== TEXT BLOCK ==

It’s almost been a forgotten principle that political leaders exists primarily for power and is hardly about plutonic salvation of their constituents- a prevarication continually peddled by media and politicians, and solemnly embraced by the gullible public.

Hence the preferred solutions have basically been short term fixes that would enable these officials to carry past any unintended effects after their tenure. And it is also why political leaders almost always fall for populism based policies.

Thereby, the risks of the unintended consequences from kneejerk reactions to the present financial market turmoil will breed and nurture the next crisis.

This has been a political, economic and social cycle.

And all these yammering about deflation risks is understandable, say from Janet Yellen, President of the Federal Reserve Bank of San Francisco (WSJ), or from mainstream’s pop economic icon Nobel Prize awardee Paul Krugman who recently wrote policymakers to “stay the course” who incidentally wrote in 2002 advocating a bubble ``To fight this recession the Fed needs more than a snapback; it needs soaring household spending to offset moribund business investment. And to do that, as Paul McCulley of Pimco put it, Alan Greenspan needs to create a housing bubble to replace the Nasdaq bubble” or from hedge fund manager” (now you know his model depends on serial bubble blowing), or from Hedge fund manager Eclectica’s Hugh Hendry, ``I think this paranoia today that inflation is happening today I think it puts in place a motion for a decline in the economy. I think they're not printing enough money… with regards to the wealth destruction that has been happening over the past 18 months.”(CNBC/greenlightadvisor.com)

===
== MATERIAL SUPPLIED ==

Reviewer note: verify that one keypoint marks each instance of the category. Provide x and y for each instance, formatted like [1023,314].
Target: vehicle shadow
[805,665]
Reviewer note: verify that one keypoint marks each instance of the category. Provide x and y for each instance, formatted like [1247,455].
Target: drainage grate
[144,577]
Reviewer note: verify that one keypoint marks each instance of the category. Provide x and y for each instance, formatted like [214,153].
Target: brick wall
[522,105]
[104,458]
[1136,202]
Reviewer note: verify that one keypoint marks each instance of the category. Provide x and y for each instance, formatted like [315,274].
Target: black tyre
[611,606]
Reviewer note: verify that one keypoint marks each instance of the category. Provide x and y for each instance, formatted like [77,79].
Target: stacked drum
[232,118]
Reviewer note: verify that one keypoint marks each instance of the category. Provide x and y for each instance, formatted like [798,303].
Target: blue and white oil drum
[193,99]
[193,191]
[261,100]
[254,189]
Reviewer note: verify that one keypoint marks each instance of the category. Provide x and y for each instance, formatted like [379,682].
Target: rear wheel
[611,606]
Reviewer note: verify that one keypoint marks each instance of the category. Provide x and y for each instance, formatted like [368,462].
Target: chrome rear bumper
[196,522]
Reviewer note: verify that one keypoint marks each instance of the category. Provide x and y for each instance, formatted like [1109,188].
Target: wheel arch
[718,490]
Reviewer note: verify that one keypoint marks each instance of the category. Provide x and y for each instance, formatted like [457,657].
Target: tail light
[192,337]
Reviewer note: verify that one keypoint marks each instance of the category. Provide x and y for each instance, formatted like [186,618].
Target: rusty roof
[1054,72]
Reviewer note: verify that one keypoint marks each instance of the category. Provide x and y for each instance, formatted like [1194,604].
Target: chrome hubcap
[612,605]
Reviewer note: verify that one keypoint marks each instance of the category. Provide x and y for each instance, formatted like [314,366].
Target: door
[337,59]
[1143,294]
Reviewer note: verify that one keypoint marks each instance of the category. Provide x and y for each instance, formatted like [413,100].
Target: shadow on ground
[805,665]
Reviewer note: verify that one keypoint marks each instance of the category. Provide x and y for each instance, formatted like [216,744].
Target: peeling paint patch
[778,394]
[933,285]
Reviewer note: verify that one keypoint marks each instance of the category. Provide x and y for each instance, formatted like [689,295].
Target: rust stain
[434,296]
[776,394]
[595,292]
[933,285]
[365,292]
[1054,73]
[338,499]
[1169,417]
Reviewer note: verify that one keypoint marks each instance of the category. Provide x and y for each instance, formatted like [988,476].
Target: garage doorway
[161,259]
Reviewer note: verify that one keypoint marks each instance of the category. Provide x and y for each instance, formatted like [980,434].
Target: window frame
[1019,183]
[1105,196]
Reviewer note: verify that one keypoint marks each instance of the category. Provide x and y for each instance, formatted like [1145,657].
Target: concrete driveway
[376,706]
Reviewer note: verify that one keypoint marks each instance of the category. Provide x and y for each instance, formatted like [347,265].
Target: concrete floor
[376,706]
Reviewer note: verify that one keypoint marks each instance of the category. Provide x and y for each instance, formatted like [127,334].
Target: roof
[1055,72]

===

- WORK TO COMPLETE:
**A)** Answer from the commentary on political leaders and the financial turmoil:
(i) What kind of solutions does it say have basically been preferred?
(ii) Janet Yellen is named president of which Federal Reserve Bank?
(iii) According to the 2002 quote, what did Alan Greenspan need to create, and what was it meant to replace?
**B)** Pick up the commentary on political leaders and the financial turmoil after its last sentence and keep it going.

- ANSWER SET:
**A)**
(i) Short-term fixes.
(ii) The Federal Reserve Bank of San Francisco.
(iii) A housing bubble, to replace the Nasdaq bubble.

**B)**
And this is why the obvious route is to inflate the system regardless of the impact of the puffed up FEDERAL RESERVE balance sheet, because the alternative recourse of policy actions could be to increase deficit spending (although this could encounter some difficulties due to the growing recognition of its attendant risks and burdens) or it may resort to the more abstract and less publicly understood central bank action known as the “printing press” or QE.

As Ludwig von Mises presciently warned over 60 years ago ``There is need to stress this point, because the public, always in search of a scapegoat, is as a rule ready to blame the monetary authorities and the banks for the outbreak of the crisis. They are guilty, it is asserted, because in stopping the further expansion of credit, they have produced a deflationary pressure on trade. Now, the monetary authorities and the banks were certainly responsible for the orgies of credit expansion and the resulting boom; although public opinion, which always approves such inflationary ventures whole heartedly, should not forget that the fault rests not alone with others. The crisis is not an outgrowth of the abandonment of the expansionist policy. It is the inextricable and unavoidable aftermath of this policy. The question is only whether one should continue expansionism until the final collapse of the whole monetary and credit system or whether one should stop at an earlier date. The sooner one stops, the less grievous are the damages inflicted and the losses suffered.”

So the US government will inflate because it deems such path as the most politically correct and justified for its interest. This implies that such policy actions would need keep asset prices afloat in order to “prevent a collapse” of the reverse debt pyramid foundation from which the US financial system has been built upon, and because the only other path of resolving the debt or overleverage problem other than inflation is to accept deflation or bankruptcy. And yielding to debt deflation essentially undermines the deified image from which has been used as rationale to undertake the vastly shifting structure of its political institutions.

Evidences Of Globalized Inflation

Moreover, in contrast to the one dimensional oversimplistic thinking that the world revolves around the US, the trend of inflationary policies has been global see figure 2.

Figure 2: DollarDaze.org: Estimated Global Monetary Aggregates

The world monetary base has been exploding.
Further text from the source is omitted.